Stored data entries
*** Begin section ***

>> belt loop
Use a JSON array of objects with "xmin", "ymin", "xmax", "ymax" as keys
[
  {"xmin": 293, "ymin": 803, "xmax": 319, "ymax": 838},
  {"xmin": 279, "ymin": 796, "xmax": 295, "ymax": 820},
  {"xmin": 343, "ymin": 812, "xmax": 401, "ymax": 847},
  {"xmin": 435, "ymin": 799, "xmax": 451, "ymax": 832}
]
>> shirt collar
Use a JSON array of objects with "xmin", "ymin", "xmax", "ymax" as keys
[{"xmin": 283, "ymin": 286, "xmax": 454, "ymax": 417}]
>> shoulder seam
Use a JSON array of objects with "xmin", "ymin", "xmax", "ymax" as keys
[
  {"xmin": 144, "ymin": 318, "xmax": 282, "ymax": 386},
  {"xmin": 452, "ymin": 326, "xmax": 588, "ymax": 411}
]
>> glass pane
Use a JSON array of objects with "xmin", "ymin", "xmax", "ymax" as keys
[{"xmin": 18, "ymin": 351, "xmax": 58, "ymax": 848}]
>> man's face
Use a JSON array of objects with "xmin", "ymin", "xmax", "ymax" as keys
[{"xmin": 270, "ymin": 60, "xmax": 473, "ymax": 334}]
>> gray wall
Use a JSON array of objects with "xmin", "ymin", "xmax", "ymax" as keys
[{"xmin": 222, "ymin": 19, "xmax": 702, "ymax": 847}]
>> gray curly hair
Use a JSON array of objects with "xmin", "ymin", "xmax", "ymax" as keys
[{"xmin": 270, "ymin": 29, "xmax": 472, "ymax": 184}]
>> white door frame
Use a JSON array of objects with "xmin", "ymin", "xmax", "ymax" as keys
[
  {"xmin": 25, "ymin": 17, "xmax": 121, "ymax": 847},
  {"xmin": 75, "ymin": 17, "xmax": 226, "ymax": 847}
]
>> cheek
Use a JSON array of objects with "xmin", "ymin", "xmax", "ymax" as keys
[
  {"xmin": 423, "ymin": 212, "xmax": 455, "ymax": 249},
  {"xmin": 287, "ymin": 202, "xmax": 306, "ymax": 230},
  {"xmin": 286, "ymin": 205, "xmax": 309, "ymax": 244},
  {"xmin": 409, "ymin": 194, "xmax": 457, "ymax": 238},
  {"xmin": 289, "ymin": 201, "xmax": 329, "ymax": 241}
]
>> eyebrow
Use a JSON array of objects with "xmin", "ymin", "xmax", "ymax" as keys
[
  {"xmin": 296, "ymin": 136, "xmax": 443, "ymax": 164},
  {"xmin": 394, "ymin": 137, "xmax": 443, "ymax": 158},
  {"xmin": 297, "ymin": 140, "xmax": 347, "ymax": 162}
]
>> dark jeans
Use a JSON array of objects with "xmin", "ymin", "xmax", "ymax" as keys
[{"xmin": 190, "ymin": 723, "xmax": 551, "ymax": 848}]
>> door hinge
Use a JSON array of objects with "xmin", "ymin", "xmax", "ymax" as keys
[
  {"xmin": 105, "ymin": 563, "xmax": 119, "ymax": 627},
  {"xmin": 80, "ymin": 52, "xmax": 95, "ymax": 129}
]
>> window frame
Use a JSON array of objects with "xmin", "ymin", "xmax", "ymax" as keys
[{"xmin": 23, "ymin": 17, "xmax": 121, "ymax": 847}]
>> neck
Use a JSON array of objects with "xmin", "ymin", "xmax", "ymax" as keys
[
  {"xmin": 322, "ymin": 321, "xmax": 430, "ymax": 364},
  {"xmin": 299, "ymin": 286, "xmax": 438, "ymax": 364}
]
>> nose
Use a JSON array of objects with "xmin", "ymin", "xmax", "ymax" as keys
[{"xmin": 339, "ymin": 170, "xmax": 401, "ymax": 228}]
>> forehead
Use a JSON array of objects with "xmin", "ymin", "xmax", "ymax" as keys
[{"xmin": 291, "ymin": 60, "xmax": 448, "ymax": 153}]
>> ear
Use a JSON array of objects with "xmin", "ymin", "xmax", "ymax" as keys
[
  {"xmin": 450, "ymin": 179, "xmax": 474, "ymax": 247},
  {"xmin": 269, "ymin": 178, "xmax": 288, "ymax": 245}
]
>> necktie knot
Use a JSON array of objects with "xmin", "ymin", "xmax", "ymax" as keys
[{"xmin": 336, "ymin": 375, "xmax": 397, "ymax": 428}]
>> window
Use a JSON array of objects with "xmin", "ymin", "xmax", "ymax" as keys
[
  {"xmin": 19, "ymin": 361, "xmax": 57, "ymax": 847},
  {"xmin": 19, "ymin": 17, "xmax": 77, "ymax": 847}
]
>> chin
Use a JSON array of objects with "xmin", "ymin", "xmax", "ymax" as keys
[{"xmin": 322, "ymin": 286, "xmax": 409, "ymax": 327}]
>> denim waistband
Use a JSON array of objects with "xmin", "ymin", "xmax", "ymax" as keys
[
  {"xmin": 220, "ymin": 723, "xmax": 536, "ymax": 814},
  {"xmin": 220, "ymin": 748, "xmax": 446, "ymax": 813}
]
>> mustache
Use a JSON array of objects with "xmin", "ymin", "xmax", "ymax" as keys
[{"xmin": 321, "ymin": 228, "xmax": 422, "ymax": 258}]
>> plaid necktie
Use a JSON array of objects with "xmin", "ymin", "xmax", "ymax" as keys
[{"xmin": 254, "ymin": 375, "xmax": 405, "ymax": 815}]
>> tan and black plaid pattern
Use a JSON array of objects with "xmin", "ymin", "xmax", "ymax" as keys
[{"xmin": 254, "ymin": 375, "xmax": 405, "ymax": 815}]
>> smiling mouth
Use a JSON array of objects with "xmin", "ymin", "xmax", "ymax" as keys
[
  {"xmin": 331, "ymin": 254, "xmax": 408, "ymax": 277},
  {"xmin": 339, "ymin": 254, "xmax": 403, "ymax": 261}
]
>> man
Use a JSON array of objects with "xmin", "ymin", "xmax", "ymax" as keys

*** End section ***

Work order » Only the count is wanted. Find the lines of the records that include the word "plaid" and state how many.

Output for this exercise » 2